— start Text —

Otherwise it is assumed to be a branch name. See method documentation for how multiple conflicting
parameters are handled.
- Fix: Update figshare provider to report the correct url for publicly-viewable files.
- Fix: Update figshare provider to support "dataset" articles as folders. figshare has many
article types. Previously, only the "fileset" article type represented a folder in the figshare WB
provider. figshare now automatically updates "fileset"s to "dataset"s. Promote "dataset"s to be the
default folder-analagous article type.
19.1.0 (2019-09-04)
===================
- Fix: Correctly annotate HEAD requests as metadata requests and revision requests as revision
requests in the auth payload sent to the OSF. These were being incorrectly marked as download
requests, causing spurious download counts on OSF files.
19.0.1 (2019-08-07)
===================
- Fix: Fix bug in the Box provider that was causing files uploaded to subdirectories to end up in
the project root instead. This would NOT cause an accidental overwrite; if a file with the same
name was already present in the project root, Box would throw a 409 Conflict error and refuse to
proceed.
19.0.0 (2019-06-11)
===================
- Fix: Bitbucket has retired their v1 API. Update the WaterButler provider to use v2 instead.
- Code: Update WaterButler Dockerfile to explicitly use gnupg v2. The default gpg binary on Debian
jessie is v1, but Debian stretch changes this to v2. Adjust for small differences in how they are
called.
18.0.3 (2019-01-31)

— end Text —
— start Dataset excerpt —

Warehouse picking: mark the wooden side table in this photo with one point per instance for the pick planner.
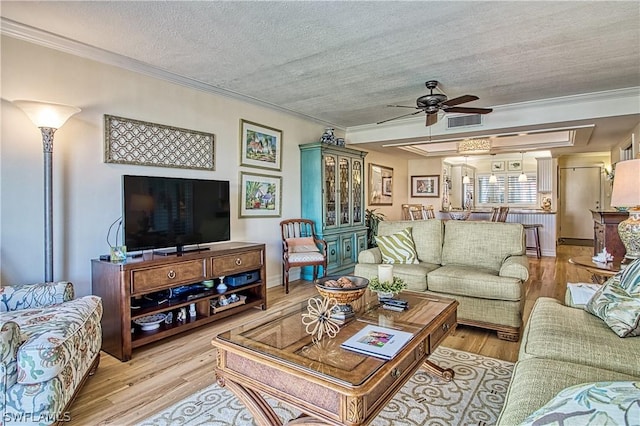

— end Dataset excerpt —

■ **Short problem 1**
Please reproduce the part of the changelog starting with "19.0.1 (2019-08-07)" and going on through "18.0.3 (2019-01-31)".
■ **Short problem 2**
According to the changelog, what error would Box throw in the 19.0.1 bug if a file with the same name was already in the project root?

■ **Exercise solution 1**
19.0.1 (2019-08-07)
===================
- Fix: Fix bug in the Box provider that was causing files uploaded to subdirectories to end up in
the project root instead. This would NOT cause an accidental overwrite; if a file with the same
name was already present in the project root, Box would throw a 409 Conflict error and refuse to
proceed.
19.0.0 (2019-06-11)
===================
- Fix: Bitbucket has retired their v1 API. Update the WaterButler provider to use v2 instead.
- Code: Update WaterButler Dockerfile to explicitly use gnupg v2. The default gpg binary on Debian
jessie is v1, but Debian stretch changes this to v2. Adjust for small differences in how they are
called.
18.0.3 (2019-01-31)

■ **Exercise solution 2**
A 409 Conflict error.